## Task objective
Locate the line that contains "Study the photograph above. For every instance of the exposed". Print it and every subsequent line through the final line of the records, exactly and only those.

Stored entries
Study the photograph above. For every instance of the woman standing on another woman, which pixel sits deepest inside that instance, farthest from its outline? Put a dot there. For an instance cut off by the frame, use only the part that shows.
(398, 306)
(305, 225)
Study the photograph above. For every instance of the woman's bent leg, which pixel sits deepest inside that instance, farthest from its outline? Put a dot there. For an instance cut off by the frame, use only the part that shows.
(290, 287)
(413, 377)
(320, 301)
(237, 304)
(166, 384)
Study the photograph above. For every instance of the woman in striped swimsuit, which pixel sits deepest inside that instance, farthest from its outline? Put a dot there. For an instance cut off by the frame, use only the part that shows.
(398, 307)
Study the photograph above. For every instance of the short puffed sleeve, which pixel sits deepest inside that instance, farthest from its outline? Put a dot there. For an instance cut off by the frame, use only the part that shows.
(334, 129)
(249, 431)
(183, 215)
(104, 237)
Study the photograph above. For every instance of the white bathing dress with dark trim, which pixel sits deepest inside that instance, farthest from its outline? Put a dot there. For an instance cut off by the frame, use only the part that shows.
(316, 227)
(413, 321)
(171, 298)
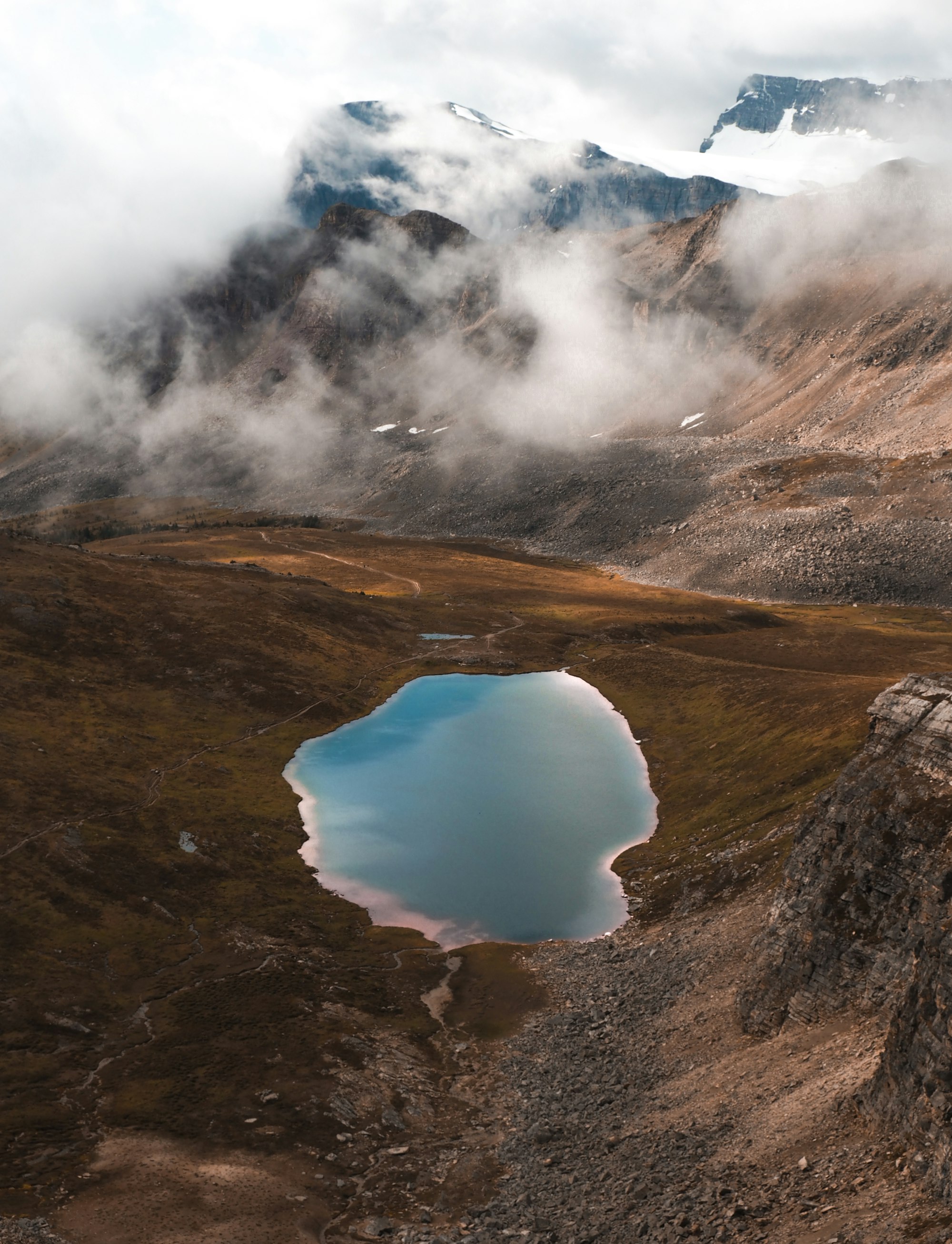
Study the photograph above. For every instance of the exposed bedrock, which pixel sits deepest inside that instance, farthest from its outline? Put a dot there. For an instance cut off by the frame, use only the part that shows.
(864, 915)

## Task output
Study the photograph above. For every instance of the exposed bedrock, which pixel sits deepest inside that instance, farthest from its outline? Put a dot there. For an instance cut off by the frame, use only the part that shows.
(864, 915)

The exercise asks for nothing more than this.